→ Exercise
Copy the records again, starting at the line that has "label the minaret, a point per instance." and running to the end of the records, with "dark cloud" swapped for "storm cloud" and nothing else changed.

→ The data

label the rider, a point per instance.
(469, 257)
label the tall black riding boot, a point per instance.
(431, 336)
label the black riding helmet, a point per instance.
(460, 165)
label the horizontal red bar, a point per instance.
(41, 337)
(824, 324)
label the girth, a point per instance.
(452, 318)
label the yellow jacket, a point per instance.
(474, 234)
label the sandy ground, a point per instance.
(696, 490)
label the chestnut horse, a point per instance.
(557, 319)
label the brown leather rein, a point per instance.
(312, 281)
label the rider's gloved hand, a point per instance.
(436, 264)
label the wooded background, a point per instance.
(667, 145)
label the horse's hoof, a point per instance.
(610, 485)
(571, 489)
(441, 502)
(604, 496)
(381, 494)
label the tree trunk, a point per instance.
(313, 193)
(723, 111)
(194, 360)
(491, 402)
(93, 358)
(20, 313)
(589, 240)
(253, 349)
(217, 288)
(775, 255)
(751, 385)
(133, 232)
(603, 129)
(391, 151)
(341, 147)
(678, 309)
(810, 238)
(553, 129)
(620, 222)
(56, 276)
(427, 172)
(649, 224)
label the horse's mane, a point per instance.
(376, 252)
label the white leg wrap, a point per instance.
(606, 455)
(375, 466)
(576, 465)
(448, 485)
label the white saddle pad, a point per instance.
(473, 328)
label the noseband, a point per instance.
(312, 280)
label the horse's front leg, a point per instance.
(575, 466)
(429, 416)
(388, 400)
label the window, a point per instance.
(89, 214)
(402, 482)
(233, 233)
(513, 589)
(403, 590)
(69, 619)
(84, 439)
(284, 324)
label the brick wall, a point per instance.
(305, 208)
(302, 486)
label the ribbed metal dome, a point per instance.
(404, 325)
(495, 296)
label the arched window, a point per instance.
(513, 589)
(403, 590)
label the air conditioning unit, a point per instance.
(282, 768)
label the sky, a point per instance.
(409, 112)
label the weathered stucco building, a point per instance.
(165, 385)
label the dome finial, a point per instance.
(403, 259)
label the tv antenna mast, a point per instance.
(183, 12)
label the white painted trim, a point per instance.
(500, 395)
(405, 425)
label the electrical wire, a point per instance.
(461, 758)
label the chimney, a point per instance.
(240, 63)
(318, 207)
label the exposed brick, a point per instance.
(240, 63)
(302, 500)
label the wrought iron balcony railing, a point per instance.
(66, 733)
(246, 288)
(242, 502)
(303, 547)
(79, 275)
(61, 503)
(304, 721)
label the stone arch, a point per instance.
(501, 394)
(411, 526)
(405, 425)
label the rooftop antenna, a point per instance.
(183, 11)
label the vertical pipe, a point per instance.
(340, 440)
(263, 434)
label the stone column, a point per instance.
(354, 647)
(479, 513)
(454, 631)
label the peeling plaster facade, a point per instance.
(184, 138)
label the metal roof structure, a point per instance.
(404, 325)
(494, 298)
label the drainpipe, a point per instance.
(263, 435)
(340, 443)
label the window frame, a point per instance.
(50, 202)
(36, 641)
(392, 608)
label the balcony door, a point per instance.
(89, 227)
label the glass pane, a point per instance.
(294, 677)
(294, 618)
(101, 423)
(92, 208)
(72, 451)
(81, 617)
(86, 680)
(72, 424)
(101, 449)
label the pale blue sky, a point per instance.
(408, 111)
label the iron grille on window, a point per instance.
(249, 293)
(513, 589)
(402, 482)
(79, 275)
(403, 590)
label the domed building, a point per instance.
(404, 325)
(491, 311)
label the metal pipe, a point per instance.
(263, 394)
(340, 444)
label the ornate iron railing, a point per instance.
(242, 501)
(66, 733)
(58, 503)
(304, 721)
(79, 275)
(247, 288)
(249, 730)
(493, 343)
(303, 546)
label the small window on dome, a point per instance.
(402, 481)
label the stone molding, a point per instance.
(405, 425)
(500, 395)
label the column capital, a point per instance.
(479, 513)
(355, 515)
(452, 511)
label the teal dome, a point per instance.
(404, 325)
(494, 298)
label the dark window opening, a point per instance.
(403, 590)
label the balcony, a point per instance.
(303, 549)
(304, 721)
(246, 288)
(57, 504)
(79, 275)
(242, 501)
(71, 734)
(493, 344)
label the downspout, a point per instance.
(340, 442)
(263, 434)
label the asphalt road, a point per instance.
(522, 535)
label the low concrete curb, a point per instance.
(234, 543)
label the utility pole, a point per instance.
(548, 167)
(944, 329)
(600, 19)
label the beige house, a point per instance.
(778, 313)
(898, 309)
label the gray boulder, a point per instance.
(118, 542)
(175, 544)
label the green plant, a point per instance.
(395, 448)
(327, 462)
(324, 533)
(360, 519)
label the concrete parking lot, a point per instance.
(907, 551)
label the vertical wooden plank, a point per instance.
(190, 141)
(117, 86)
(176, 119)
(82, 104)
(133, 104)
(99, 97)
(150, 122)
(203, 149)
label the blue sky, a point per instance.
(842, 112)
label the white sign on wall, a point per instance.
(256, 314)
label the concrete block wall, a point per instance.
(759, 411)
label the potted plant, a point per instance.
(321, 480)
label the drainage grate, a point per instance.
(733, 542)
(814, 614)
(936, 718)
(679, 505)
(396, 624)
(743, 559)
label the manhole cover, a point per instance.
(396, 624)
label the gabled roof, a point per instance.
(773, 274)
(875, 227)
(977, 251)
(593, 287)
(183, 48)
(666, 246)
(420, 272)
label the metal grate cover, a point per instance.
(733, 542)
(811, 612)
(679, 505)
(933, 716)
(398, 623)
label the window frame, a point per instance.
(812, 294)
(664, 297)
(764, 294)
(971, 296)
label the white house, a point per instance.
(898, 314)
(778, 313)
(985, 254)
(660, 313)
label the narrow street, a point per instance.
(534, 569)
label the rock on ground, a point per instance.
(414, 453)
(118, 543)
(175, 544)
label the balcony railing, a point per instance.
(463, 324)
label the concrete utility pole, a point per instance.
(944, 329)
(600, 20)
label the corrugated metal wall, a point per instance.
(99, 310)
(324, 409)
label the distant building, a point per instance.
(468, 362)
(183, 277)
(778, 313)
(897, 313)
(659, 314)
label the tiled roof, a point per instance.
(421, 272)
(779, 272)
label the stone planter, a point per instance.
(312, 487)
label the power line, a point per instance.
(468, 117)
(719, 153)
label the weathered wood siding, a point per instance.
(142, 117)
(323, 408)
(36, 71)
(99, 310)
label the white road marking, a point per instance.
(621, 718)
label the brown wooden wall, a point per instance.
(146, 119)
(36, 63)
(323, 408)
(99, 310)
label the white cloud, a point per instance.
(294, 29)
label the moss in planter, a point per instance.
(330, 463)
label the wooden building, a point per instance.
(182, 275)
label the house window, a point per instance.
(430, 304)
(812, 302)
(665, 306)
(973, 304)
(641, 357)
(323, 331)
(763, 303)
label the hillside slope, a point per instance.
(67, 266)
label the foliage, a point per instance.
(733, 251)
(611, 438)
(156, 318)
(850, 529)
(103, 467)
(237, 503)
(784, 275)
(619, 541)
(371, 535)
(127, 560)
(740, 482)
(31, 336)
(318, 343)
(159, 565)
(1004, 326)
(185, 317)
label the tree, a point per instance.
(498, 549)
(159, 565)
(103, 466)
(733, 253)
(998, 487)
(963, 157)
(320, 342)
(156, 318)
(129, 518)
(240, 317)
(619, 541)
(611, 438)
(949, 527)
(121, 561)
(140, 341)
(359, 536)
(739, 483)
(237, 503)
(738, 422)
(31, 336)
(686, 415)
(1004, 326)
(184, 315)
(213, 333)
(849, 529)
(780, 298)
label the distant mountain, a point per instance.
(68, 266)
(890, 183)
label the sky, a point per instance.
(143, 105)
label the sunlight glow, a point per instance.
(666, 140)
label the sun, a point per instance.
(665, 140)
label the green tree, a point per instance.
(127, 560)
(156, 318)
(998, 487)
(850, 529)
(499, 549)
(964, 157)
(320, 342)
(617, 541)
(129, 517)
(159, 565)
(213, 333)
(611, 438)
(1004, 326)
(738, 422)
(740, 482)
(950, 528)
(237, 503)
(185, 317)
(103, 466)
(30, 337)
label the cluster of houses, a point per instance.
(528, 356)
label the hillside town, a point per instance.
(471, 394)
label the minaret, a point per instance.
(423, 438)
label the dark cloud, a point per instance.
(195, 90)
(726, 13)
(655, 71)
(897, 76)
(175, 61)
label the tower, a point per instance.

→ Exercise result
label the minaret, a point per instance.
(423, 438)
label the storm cloud, a point per instance.
(195, 90)
(726, 13)
(655, 71)
(897, 76)
(175, 61)
label the tower, a point per instance.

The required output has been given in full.